----- MATERIAL FOR THIS TASK

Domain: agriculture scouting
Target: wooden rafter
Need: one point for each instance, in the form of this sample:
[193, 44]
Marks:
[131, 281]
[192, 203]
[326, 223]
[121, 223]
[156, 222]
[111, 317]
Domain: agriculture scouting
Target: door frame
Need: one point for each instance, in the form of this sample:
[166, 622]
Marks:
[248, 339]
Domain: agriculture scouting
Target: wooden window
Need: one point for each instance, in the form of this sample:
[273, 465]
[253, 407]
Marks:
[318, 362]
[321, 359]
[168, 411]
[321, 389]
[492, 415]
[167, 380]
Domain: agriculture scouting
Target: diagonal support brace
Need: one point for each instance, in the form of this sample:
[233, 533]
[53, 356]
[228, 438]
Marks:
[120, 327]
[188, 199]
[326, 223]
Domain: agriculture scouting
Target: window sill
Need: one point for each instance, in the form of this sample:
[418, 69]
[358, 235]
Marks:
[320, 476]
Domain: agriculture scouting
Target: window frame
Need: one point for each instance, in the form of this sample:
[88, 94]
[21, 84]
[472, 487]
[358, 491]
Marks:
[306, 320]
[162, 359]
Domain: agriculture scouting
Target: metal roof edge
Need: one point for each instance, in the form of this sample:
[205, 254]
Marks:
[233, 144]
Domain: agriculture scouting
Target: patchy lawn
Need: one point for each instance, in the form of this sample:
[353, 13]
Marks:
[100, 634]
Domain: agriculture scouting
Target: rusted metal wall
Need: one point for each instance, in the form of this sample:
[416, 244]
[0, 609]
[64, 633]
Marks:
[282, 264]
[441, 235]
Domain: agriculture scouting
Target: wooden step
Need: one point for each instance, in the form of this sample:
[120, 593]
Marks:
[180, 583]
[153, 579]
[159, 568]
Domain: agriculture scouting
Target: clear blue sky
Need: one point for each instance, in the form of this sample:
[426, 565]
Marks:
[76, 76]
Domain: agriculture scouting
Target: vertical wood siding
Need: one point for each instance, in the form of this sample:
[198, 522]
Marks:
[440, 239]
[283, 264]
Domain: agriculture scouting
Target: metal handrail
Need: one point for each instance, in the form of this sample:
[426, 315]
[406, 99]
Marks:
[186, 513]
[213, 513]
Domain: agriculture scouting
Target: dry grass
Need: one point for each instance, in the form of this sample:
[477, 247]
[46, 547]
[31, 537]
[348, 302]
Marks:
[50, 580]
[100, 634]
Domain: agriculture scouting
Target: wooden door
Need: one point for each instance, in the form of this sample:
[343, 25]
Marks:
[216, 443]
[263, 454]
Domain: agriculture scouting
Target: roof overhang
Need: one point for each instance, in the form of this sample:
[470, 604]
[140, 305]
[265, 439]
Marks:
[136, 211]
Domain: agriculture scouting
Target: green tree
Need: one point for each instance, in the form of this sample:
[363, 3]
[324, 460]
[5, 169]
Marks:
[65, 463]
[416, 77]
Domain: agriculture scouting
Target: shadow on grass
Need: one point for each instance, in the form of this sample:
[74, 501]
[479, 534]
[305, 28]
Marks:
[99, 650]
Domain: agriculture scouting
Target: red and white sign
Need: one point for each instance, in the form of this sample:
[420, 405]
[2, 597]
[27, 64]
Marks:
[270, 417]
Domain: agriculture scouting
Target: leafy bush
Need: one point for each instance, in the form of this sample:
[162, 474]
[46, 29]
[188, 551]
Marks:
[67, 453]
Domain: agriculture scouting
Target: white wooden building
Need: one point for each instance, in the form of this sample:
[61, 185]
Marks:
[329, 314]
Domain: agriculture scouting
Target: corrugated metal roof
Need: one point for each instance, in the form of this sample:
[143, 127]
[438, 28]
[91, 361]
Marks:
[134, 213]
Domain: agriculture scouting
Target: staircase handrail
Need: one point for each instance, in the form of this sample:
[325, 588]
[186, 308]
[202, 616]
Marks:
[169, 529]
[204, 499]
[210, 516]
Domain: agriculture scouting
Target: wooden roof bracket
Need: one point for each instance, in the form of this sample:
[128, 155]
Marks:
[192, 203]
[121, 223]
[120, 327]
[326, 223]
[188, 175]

----------

DIRECTIONS FOR THIS TASK: Type out the entries again, word for word.

COMPLETE RESPONSE:
Domain: agriculture scouting
Target: wooden rafter
Need: one point for each instance, in the form of this sample:
[193, 44]
Marks:
[131, 281]
[192, 203]
[326, 223]
[121, 223]
[156, 222]
[111, 317]
Domain: agriculture scouting
Target: door frame
Need: one point for each instance, in the form of this sample:
[166, 622]
Marks:
[248, 339]
Domain: agriculture scouting
Target: wooden window
Need: one point for each instance, in the form of this sample:
[273, 465]
[253, 407]
Marks:
[318, 362]
[321, 359]
[168, 411]
[321, 389]
[492, 415]
[167, 380]
Domain: agriculture scouting
Target: diagonal support brace
Need: one point for each instance, in the form of this sample:
[233, 533]
[53, 356]
[228, 438]
Marks:
[120, 327]
[188, 199]
[326, 223]
Domain: agriculture scouting
Target: window sill
Need: one point for each instance, in the form of this sample:
[418, 69]
[358, 235]
Marks:
[320, 476]
Domain: agriculture scouting
Target: window frame
Need: one point for each instance, in the form of this sample:
[88, 94]
[21, 84]
[472, 487]
[358, 491]
Marks:
[306, 320]
[162, 359]
Domain: agriculture scouting
Target: metal roof edge
Need: one point for each instance, in the form of this sample:
[205, 254]
Marks:
[233, 144]
Domain: agriculture scouting
Target: patchy lawn
Need: one point for each instance, in the form of this sample:
[353, 13]
Marks:
[100, 634]
Domain: agriculture scouting
Target: rusted metal wall
Need: one point for each instance, in the form of this sample:
[416, 244]
[0, 609]
[64, 633]
Marks:
[282, 264]
[441, 235]
Domain: agriculture scouting
Target: wooden step
Need: one point for each instance, in the form of this sample:
[120, 593]
Marks:
[180, 583]
[153, 579]
[159, 568]
Domain: agriculture scouting
Target: clear blue sky
Need: one point for each instance, in the form of this sample:
[426, 565]
Marks:
[76, 76]
Domain: agriculture scouting
Target: vertical wood siding
Need: one point for each instance, in the form of this sample:
[198, 522]
Marks:
[440, 239]
[283, 264]
Domain: agriculture scouting
Target: metal handrail
Need: one point for each instance, in the form of this sample:
[426, 315]
[406, 99]
Marks:
[186, 513]
[213, 513]
Domain: agriculture scouting
Target: dry grass
Need: one point for each instance, in the form of this sample:
[477, 247]
[46, 547]
[31, 537]
[348, 302]
Marks:
[50, 580]
[100, 634]
Domain: agriculture scouting
Target: wooden door
Need: one point for each instance, in the form of this sample:
[343, 25]
Marks:
[216, 443]
[263, 454]
Domain: agriculture scouting
Target: roof overhang
Need: one point for each instance, in the form of this sample:
[470, 604]
[140, 305]
[265, 439]
Marks:
[136, 211]
Domain: agriculture scouting
Target: green tree
Need: one point for each instance, in the form of this sample:
[363, 3]
[324, 460]
[5, 169]
Marks:
[65, 463]
[416, 77]
Domain: agriculture scouting
Target: shadow on grass
Need: one point for each instance, in the form of this sample:
[74, 501]
[479, 534]
[305, 28]
Marks:
[99, 650]
Domain: agriculture scouting
Target: red and white sign
Need: one point for each instance, in the form of this sample:
[420, 405]
[2, 597]
[27, 64]
Marks:
[270, 417]
Domain: agriculture scouting
Target: leafy bush
Need: one point for each instance, in the form of this sample:
[162, 474]
[46, 29]
[188, 551]
Marks:
[67, 453]
Domain: agriculture scouting
Target: white wooden building
Need: one point for each instance, in the form of this sample:
[61, 185]
Marks:
[329, 314]
Domain: agriculture scouting
Target: corrugated metal roof
Need: one point for each instance, in the form of this sample:
[143, 127]
[438, 28]
[91, 361]
Marks:
[134, 213]
Domain: agriculture scouting
Target: staircase handrail
Need: one point for each instance, in the form of this sample:
[325, 588]
[186, 308]
[202, 616]
Marks:
[169, 529]
[204, 499]
[210, 516]
Domain: agriculture scouting
Target: wooden roof bracket
Need: one point for each instance, in the form of this sample:
[128, 155]
Marks:
[192, 203]
[121, 223]
[120, 327]
[326, 223]
[188, 175]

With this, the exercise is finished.